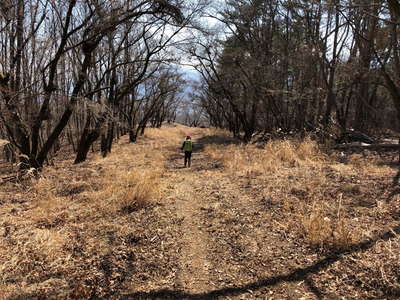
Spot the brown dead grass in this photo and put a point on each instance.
(75, 221)
(81, 232)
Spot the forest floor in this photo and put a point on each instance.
(278, 221)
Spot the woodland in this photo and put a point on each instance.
(293, 109)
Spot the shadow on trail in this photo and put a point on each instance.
(295, 276)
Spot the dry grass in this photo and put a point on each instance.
(74, 233)
(275, 155)
(302, 174)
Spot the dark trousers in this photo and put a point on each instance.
(188, 158)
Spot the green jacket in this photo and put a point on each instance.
(187, 146)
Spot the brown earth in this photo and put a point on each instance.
(227, 228)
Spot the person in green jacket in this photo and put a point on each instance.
(187, 147)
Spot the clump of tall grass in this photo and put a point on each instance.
(275, 155)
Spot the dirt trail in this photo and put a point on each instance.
(193, 276)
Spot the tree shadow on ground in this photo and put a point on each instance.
(295, 276)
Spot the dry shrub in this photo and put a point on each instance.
(275, 155)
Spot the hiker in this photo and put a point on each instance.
(187, 147)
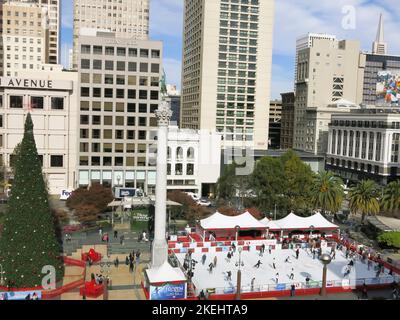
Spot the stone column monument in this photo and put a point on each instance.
(160, 246)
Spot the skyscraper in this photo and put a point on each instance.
(226, 72)
(380, 46)
(329, 79)
(126, 18)
(30, 35)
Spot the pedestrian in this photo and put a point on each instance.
(291, 277)
(292, 290)
(364, 292)
(257, 265)
(203, 259)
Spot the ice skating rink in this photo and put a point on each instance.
(265, 275)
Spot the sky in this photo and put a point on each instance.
(347, 19)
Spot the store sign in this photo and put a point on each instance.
(65, 194)
(168, 292)
(34, 83)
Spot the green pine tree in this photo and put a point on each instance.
(28, 241)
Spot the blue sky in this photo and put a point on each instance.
(293, 18)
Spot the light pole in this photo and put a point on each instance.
(1, 276)
(325, 259)
(239, 274)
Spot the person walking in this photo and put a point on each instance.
(291, 277)
(292, 290)
(203, 259)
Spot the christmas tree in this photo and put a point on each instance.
(28, 241)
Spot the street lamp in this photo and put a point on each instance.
(239, 274)
(325, 259)
(1, 276)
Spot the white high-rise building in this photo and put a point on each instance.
(329, 79)
(49, 21)
(380, 46)
(226, 70)
(126, 18)
(307, 41)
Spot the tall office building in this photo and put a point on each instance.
(119, 93)
(329, 78)
(380, 46)
(376, 62)
(126, 18)
(226, 71)
(307, 41)
(33, 18)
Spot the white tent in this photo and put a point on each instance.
(219, 221)
(270, 224)
(165, 273)
(315, 222)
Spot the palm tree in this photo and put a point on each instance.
(364, 198)
(327, 192)
(391, 197)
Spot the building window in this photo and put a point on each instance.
(37, 102)
(16, 102)
(56, 161)
(57, 103)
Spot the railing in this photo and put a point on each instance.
(346, 284)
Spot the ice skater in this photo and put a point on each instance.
(258, 264)
(291, 277)
(203, 259)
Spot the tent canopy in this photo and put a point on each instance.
(219, 221)
(270, 224)
(315, 222)
(165, 273)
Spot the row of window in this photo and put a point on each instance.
(35, 102)
(120, 51)
(119, 65)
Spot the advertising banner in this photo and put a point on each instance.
(19, 295)
(168, 292)
(388, 88)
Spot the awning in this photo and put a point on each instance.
(219, 221)
(165, 273)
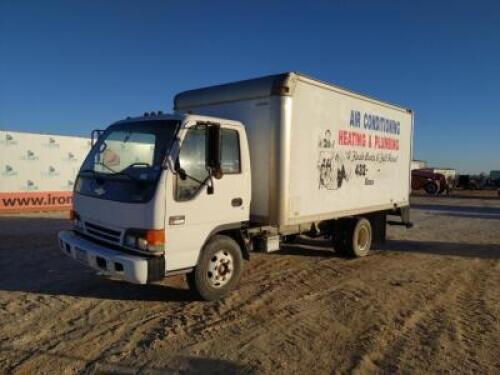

## Work task
Return the data above in its exact wording, with none of the pictures.

## Exercise solution
Spot the brown dead grass in this photo and put a point on each instance.
(75, 221)
(81, 232)
Spot the forest floor in this photo and put a point on each instance.
(278, 221)
Spot the woodland in this photo and put a point on each instance.
(293, 109)
Spot the shadow on trail in this photo and put a point on each instance.
(295, 276)
Spot the dry grass in this photo and put a point on each instance.
(74, 233)
(275, 155)
(302, 174)
Spot the dark trousers in this photo and put a point on each instance.
(188, 158)
Spot the green jacket in this photo and put a point on each instance.
(187, 146)
Spot the brown earth in this photo and put a point on each instance.
(227, 228)
Spot the person in green jacket in this photo and put a point on each instance.
(187, 147)
Spot the clump of tall grass in this photo and put a point on each instance.
(275, 155)
Spot the dirt trail in this photo and put a point on each instance.
(193, 276)
Spot the tree shadow on ground in this photo and put a point on each instance.
(295, 276)
Spot the dry shrub in this photo and put a point on each instance.
(275, 155)
Spot the hiker in this photo and put a point on each instance.
(187, 147)
Spot the stone column monument in this photo and put a point on each instance.
(160, 246)
Spot the skyscraper in this photo and put a point on each instance.
(226, 72)
(380, 46)
(329, 79)
(126, 18)
(30, 35)
Spot the pedestrian in this photo and put a point on each instance.
(291, 277)
(292, 290)
(364, 292)
(257, 265)
(203, 259)
Spot the ice skating rink in this photo and put a point on each instance.
(265, 275)
Spot the sky in this photo and put a point on each instance.
(347, 19)
Spot the store sign in this photo and put a point on each instance.
(65, 194)
(168, 292)
(34, 83)
Spot the green pine tree in this photo and put a point on each instance.
(28, 241)
Spot the blue sky in this photo and put a point on each instance.
(293, 18)
Spot the light pole in this photo and put a point on each instance.
(1, 276)
(325, 259)
(239, 274)
Spot the person walking in this photo and put a point on each instance.
(291, 277)
(292, 290)
(203, 259)
Spot the christmas tree in this photo and put a point on each instance.
(28, 241)
Spot the street lamp in this photo and put a point on each instance.
(239, 274)
(325, 259)
(1, 276)
Spot the white high-rise building in this photo and put a point on each instance.
(329, 79)
(49, 21)
(380, 46)
(226, 70)
(126, 18)
(307, 41)
Spot the tall office building in this photo and put a point on each instance.
(119, 93)
(329, 78)
(380, 46)
(376, 62)
(126, 18)
(226, 71)
(307, 41)
(33, 18)
Spot the white tent in this photo and put a point on each instance.
(219, 221)
(270, 224)
(165, 273)
(315, 222)
Spot the palm tree in this photo and put a point on each instance.
(364, 198)
(327, 192)
(391, 197)
Spot the building window in this photo and put a point on each instance.
(37, 102)
(16, 102)
(56, 161)
(57, 103)
Spot the railing in this photo and put a point on each instance.
(346, 284)
Spot the ice skater in this photo and put a point on each instance.
(258, 264)
(291, 277)
(203, 259)
Spot the tent canopy in this photo and put a point on each instance.
(219, 221)
(270, 224)
(315, 222)
(165, 273)
Spot the row of window in this photo and put a point on each instance.
(35, 102)
(120, 51)
(119, 65)
Spot the advertising banner in this photo and put a point on each instance.
(19, 295)
(168, 292)
(388, 88)
Spot the awning in this photo and put a point on each instance.
(219, 221)
(165, 273)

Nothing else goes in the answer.